Budmor started studying piano at age seven in Hamburg, Germany. He

moved to Israel in 1932, when he was nine, shortly after his father

died. "My parents were ardent Zionists, and my mother took me

and my two sisters, who were younger, to Palestine. At that time you

could still take money out of Germany." The family settled in

Tel Aviv. When he was 10 Budmor began his violin studies. His mother

died at age 36, when Budmor was just 13. "The kids were farmed

out to friends," Budmor says, "but we kept in touch. I grew

up in Jerusalem."

After completing his studies in violin performance at

the Academy of Music in Jerusalem in the early 1940s, Budmor settled

on a kibbutz, where his music was of no consequence. "When I went

to the kibbutz," he says, "the demand was to build a new

country,

and to forget about music. I became a fisherman, and then a

shepherd."

Unable to suppress his musical interests, Budmor organized a choir

on the kibbutz in his free hours. Later, when Israeli life left room

for more than the basics, he became a wandering music teacher who

circulated among several kibbutzim. "I taught kids and organized

choruses. Each school needed a teacher one day a week. Eventually,

I convinced my kibbutz that I needed to study more, and they gave

me a leave of absence to go to the United States."

"I actually came to the United States twice," Budmor says.

"In 1950 I came to Juilliard as an undergraduate to study choral

conducting and composing. After three and a half years I returned

to my kibbutz. Back in Israel I conducted the Haifa Orchestra and

formed the Haifa chamber chorus. At the end of 1958 I returned to

the United States. I spent a total of 12 years on the same

kibbutz."

Budmor describes his second and final transition from Israel to the

United States as "difficult."

· · · · ·

__EXERCISE INSTRUCTIONS__.
1) According to the passage about Budmor, which two jobs did he hold on the kibbutz after he was told to forget about music?
2) Continue the passage about Budmor from its last sentence, which describes his second move to the United States as "difficult."

· · · · ·

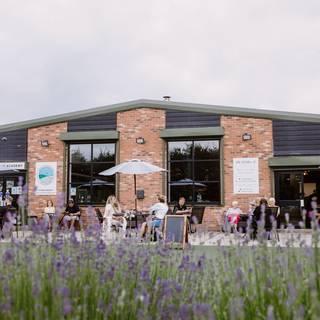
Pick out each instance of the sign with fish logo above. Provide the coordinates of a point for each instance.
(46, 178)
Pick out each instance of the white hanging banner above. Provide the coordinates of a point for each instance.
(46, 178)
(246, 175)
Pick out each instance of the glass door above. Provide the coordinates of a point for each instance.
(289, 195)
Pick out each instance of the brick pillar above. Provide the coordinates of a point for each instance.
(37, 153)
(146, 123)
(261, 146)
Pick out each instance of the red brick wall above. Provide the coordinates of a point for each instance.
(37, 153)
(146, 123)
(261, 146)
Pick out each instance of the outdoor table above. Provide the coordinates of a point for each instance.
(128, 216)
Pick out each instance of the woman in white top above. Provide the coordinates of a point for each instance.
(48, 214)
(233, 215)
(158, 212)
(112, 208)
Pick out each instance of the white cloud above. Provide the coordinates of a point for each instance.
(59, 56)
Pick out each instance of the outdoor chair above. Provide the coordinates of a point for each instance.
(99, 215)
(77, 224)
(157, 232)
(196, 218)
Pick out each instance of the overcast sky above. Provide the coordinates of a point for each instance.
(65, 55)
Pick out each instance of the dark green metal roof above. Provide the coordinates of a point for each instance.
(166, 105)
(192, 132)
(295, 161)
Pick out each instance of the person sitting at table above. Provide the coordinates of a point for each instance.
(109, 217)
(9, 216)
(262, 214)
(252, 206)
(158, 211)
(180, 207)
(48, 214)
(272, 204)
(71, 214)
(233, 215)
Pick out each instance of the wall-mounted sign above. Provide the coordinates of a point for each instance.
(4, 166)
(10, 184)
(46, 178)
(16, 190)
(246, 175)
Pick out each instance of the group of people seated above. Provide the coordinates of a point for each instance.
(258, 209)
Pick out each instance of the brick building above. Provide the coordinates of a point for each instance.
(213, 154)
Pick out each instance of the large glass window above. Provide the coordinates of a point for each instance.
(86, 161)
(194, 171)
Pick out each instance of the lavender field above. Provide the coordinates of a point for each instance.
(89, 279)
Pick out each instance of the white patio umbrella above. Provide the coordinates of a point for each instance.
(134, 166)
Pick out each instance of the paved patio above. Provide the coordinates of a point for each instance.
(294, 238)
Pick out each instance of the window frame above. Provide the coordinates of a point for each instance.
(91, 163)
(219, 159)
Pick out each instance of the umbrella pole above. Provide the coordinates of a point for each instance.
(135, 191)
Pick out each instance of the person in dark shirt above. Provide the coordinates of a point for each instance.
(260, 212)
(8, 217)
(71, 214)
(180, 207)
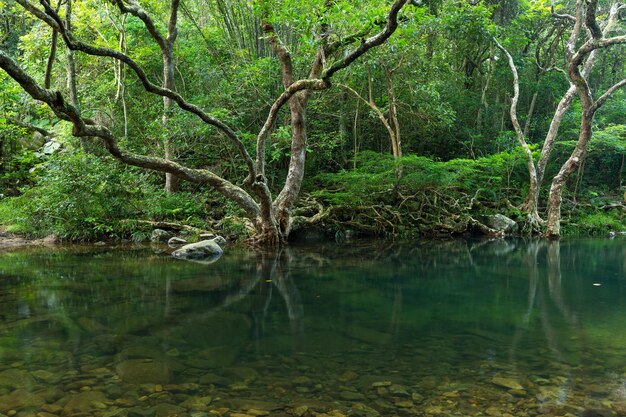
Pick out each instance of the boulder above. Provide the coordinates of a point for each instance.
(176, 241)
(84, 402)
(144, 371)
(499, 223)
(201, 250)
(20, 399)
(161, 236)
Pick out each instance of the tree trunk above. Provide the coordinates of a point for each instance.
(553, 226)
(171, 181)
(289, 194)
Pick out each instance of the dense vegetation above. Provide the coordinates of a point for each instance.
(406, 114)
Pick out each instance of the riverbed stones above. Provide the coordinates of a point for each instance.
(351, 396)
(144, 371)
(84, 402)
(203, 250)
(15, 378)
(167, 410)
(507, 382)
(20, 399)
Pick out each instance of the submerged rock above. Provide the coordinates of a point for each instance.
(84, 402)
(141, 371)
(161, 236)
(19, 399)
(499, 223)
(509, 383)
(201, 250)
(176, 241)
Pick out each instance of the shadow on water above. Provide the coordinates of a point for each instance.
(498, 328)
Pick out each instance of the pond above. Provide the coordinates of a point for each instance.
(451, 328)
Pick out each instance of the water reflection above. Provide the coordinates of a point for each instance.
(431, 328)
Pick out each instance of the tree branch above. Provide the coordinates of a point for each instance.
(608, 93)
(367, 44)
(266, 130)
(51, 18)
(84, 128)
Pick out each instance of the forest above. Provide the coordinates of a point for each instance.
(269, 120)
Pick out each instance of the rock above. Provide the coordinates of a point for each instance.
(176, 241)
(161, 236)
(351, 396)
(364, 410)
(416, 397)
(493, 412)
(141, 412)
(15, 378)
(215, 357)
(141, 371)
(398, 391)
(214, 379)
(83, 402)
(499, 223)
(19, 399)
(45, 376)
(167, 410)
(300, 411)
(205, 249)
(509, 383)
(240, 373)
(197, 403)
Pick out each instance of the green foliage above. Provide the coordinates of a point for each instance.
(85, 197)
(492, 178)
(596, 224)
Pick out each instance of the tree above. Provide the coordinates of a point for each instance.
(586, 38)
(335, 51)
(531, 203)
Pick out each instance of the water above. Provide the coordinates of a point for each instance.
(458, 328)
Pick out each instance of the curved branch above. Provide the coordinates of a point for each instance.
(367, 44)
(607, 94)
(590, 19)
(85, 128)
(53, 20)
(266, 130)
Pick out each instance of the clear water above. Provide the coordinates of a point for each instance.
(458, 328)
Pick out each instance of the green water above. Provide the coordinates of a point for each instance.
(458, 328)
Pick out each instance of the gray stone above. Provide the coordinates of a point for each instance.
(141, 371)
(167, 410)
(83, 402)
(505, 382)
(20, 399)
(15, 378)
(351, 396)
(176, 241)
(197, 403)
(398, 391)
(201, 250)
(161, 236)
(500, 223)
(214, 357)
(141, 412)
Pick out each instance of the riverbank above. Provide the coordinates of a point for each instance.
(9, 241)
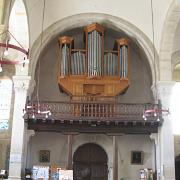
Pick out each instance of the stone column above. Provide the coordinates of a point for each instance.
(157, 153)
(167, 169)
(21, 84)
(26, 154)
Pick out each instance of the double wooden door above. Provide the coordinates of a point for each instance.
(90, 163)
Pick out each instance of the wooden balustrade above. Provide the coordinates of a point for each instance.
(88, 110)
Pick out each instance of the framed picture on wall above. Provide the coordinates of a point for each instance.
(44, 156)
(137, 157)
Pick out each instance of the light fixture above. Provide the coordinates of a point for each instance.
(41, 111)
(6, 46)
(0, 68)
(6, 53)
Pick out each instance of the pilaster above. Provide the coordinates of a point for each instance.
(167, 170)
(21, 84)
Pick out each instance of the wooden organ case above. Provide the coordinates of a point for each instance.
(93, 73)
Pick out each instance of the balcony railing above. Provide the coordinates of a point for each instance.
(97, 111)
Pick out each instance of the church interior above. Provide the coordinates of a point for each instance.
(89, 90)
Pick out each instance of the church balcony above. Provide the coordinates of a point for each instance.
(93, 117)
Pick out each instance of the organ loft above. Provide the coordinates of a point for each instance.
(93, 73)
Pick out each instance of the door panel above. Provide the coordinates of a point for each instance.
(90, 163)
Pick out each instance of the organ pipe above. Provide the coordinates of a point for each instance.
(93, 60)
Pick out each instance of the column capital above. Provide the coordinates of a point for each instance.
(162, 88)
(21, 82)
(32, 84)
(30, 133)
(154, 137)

· · · · ·

__SOLVED TASKS__.
1) He was a fisherman and then a shepherd.

2)
"When I came for the second time," he says. "I had had

a bit of a conducting career, and I thought that the New York

Philharmonic

was waiting for me, but they weren’t. For any opening there were

hundreds

of applicants. Finally I got a real break in Sarasota. I was chosen

to be one of two conductors."

Disappointingly, Budmor’s good fortune evaporated. "They needed

someone to teach in a local junior college," he says, "but

I had no academic degrees. At Juilliard I had only taken music

courses.

They told me that even if Beethoven came, he would not get the job.

So in 1961, at the age of 38, I started at Teachers College, Columbia.

I went there for a B.A., and then a doctorate."

He was only the second person to earn a degree in composition at

Teachers

College, and the university was feeling its way towards defining its

requirements. "They were very fussy," Budmor remembers.

"The

first requirement was to write a composition; the second was the

dissertation.

The dissertation was about the piece that I had written. I had to

justify every goddamn quarter note."

Budmor prides himself on writing a dissertation that pleased his

academic

advisers. "I did it very cleverly," he says. "I talked

about the creative process, and said that some of it was unconscious

and that I could not explain everything. Hardly any revisions were

required."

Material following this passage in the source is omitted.